RECORDS FOR THE EXERCISE START

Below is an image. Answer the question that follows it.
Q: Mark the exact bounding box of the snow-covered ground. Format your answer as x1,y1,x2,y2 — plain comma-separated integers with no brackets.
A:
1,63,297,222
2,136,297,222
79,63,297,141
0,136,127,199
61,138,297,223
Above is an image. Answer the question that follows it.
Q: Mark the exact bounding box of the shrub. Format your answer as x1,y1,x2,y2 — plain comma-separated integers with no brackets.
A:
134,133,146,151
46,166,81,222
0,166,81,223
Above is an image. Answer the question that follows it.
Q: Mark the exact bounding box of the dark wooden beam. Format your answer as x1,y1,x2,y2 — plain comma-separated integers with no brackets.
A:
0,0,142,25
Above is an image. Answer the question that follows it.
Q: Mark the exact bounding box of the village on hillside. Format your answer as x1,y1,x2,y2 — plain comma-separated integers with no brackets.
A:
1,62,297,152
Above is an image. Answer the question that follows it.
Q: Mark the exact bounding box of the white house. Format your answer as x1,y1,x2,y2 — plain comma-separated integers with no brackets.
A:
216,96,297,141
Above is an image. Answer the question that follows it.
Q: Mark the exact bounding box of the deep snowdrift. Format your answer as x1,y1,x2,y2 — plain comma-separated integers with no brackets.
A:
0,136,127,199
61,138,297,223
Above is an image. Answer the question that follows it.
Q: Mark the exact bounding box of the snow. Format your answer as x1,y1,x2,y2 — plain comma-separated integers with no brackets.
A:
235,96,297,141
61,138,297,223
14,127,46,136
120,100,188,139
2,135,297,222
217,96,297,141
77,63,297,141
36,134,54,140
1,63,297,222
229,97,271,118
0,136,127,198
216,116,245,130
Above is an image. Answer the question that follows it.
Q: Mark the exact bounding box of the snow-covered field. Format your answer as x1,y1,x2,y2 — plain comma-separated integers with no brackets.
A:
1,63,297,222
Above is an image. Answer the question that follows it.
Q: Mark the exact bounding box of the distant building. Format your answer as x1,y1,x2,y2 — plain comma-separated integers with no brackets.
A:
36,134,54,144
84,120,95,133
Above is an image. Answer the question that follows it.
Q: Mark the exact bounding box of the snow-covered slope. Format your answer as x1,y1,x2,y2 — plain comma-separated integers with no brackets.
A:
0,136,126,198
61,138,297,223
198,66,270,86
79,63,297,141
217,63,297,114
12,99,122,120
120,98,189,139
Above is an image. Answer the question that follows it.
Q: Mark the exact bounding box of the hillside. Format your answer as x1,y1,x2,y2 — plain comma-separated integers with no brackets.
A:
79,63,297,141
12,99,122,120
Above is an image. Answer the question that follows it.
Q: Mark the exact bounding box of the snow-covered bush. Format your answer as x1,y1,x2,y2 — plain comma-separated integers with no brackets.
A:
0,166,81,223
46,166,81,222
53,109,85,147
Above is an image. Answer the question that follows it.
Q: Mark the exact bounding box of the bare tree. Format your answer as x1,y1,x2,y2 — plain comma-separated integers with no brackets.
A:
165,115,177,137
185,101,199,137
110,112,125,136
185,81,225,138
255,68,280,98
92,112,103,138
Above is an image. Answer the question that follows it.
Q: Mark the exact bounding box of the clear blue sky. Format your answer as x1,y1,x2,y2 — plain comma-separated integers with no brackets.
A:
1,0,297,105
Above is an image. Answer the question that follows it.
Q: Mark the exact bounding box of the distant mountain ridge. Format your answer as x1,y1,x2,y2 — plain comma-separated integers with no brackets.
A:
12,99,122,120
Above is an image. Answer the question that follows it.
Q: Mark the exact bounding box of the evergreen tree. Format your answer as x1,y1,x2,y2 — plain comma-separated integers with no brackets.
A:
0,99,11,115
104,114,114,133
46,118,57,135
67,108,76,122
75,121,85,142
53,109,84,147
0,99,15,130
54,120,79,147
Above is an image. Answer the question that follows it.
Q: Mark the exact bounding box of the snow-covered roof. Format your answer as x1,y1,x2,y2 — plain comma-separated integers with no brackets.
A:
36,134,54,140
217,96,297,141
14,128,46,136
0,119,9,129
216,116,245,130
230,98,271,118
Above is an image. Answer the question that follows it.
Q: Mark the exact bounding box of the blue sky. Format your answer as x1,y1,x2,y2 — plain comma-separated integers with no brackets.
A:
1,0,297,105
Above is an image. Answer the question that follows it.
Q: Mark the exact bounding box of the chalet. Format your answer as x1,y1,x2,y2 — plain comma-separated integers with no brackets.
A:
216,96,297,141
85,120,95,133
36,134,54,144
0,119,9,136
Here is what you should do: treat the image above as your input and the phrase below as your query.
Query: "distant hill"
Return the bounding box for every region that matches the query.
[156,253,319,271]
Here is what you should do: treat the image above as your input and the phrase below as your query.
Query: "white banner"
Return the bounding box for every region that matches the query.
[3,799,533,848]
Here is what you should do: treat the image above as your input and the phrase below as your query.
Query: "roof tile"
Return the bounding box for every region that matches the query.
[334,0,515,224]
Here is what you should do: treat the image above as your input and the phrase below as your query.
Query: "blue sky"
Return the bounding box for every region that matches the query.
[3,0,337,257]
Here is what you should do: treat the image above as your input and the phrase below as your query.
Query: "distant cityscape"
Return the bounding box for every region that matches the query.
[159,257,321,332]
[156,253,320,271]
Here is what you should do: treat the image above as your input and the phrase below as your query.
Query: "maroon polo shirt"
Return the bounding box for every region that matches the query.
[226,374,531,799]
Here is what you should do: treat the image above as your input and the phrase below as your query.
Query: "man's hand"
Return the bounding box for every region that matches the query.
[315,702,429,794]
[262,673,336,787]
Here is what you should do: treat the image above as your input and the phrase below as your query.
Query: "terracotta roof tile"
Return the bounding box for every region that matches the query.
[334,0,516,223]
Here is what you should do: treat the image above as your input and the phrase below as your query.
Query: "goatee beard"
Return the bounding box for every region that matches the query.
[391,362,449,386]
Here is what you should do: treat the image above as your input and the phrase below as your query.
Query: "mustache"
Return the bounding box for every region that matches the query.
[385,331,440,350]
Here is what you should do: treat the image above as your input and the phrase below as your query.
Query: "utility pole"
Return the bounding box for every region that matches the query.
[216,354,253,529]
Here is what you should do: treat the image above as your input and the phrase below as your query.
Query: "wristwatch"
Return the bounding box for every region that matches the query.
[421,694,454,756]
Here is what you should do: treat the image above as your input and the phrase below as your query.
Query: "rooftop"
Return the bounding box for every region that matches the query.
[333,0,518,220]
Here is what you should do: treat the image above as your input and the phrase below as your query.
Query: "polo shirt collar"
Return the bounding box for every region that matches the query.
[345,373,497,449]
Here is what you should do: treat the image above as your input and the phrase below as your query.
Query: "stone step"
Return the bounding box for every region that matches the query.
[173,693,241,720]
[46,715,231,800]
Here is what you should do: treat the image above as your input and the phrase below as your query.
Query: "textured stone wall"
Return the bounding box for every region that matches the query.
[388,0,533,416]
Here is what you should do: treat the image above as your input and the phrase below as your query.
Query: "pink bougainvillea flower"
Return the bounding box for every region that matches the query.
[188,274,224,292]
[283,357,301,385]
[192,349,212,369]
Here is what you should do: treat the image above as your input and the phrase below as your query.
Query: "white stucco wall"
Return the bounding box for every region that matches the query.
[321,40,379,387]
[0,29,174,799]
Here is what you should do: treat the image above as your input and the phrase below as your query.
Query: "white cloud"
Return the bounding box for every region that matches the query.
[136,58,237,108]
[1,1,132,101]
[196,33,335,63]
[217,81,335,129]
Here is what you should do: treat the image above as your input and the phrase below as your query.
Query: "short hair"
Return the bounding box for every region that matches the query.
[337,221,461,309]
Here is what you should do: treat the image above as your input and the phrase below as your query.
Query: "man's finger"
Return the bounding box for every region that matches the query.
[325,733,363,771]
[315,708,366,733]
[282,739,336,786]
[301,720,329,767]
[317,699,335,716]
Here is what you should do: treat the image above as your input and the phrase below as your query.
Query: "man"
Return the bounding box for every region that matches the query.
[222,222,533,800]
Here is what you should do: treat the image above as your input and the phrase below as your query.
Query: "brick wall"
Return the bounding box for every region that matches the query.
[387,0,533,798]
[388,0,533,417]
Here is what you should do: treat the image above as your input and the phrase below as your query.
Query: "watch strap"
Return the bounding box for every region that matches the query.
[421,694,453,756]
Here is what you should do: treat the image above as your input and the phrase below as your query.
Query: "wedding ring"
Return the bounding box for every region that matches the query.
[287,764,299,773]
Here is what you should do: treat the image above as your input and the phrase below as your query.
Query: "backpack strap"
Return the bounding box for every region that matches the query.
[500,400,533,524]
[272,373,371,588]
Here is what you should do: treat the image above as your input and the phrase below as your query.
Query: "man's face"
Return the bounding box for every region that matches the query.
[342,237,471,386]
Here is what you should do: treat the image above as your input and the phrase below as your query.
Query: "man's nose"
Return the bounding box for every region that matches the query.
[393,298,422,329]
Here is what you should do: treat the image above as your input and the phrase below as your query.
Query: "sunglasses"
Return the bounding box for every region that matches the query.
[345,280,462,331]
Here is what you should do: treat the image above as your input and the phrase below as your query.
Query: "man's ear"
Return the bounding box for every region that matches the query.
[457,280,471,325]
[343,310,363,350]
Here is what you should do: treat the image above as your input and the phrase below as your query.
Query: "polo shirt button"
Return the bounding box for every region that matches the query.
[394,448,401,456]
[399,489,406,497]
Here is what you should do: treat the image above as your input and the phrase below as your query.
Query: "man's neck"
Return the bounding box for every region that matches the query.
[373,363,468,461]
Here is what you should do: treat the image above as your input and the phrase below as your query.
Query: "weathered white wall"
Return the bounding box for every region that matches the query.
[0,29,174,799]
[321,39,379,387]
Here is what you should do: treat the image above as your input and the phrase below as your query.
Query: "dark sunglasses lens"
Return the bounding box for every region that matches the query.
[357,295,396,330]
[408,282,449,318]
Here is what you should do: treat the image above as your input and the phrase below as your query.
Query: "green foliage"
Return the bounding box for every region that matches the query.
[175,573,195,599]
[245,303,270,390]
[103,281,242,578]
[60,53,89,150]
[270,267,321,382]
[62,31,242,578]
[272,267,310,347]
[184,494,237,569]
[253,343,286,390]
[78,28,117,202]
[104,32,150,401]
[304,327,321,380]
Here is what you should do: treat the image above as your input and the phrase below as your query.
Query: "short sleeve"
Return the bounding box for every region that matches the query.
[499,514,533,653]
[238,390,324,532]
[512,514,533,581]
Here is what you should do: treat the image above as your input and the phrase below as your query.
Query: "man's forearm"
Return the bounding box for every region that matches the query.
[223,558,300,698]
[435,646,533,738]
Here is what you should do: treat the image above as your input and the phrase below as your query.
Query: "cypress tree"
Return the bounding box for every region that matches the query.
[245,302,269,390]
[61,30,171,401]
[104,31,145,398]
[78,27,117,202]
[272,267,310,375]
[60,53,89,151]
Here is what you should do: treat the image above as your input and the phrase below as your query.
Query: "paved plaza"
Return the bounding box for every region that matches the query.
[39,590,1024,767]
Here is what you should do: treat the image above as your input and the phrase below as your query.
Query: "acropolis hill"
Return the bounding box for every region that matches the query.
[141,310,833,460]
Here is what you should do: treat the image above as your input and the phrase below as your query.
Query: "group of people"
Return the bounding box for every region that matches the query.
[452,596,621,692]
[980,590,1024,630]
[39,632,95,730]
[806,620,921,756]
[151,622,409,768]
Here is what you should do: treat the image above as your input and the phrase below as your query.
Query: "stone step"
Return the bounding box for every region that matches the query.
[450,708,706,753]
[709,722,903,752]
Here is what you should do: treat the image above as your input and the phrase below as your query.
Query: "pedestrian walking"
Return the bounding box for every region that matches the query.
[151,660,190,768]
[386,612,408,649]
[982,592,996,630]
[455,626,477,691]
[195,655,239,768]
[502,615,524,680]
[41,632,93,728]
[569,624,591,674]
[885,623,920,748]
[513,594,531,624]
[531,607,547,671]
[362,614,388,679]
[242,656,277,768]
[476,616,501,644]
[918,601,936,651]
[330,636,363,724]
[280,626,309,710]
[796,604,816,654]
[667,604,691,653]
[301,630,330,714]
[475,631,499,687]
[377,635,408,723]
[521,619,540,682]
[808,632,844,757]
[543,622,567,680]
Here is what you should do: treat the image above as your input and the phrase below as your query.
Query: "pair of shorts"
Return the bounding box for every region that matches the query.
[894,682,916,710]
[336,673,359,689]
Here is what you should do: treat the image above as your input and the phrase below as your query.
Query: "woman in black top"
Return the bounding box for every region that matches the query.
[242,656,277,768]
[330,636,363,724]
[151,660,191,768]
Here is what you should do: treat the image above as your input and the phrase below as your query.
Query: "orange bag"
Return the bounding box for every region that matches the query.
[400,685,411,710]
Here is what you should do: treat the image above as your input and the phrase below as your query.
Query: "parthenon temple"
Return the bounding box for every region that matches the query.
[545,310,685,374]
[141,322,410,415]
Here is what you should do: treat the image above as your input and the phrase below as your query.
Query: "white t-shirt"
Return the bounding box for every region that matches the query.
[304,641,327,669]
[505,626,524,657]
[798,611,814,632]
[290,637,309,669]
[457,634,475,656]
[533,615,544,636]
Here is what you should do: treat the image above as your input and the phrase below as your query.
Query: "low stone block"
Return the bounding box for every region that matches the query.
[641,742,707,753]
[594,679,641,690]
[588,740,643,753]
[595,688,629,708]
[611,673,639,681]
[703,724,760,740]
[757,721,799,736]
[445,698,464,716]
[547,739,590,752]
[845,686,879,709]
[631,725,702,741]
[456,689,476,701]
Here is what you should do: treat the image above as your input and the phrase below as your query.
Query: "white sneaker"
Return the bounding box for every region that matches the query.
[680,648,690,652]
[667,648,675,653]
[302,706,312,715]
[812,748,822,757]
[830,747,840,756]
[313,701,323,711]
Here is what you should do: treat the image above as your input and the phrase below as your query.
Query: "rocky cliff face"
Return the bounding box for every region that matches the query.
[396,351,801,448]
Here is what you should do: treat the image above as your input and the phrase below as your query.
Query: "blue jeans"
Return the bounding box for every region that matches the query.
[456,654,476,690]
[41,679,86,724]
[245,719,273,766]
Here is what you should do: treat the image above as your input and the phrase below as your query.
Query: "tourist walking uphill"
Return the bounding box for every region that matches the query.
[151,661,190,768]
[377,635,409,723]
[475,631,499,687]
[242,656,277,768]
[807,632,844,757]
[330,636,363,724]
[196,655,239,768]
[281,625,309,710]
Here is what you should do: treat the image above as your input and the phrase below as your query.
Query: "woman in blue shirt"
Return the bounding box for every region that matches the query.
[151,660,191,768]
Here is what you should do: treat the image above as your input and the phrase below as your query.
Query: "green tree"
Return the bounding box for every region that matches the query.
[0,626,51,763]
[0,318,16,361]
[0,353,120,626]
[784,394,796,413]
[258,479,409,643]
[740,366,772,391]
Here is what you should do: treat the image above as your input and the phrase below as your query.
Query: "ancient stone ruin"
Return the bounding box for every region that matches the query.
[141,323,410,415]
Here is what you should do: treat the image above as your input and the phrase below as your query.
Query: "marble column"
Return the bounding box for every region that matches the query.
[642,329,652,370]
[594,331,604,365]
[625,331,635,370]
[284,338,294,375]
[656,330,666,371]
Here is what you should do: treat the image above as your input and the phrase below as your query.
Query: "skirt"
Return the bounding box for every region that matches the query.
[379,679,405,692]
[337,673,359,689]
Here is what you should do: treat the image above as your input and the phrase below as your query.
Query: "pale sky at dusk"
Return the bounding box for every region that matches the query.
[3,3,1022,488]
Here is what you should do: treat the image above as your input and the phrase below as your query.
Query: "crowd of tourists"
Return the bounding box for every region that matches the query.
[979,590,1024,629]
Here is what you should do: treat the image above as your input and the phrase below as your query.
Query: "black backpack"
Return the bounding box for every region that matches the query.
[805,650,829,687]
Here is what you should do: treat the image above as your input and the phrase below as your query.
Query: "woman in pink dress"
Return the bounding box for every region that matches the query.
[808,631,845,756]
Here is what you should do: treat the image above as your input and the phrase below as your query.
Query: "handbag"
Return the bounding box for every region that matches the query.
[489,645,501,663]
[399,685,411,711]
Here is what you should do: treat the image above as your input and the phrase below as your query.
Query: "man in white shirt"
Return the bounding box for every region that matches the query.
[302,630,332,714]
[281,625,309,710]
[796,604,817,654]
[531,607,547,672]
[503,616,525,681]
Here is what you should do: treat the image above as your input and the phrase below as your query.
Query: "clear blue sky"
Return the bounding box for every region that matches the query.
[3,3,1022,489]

RECORDS FOR THE EXERCISE END

### TASK DIRECTIONS
Matching lines for the string "wall": work out how many the records contain and write only the number.

### TASK ANSWER
4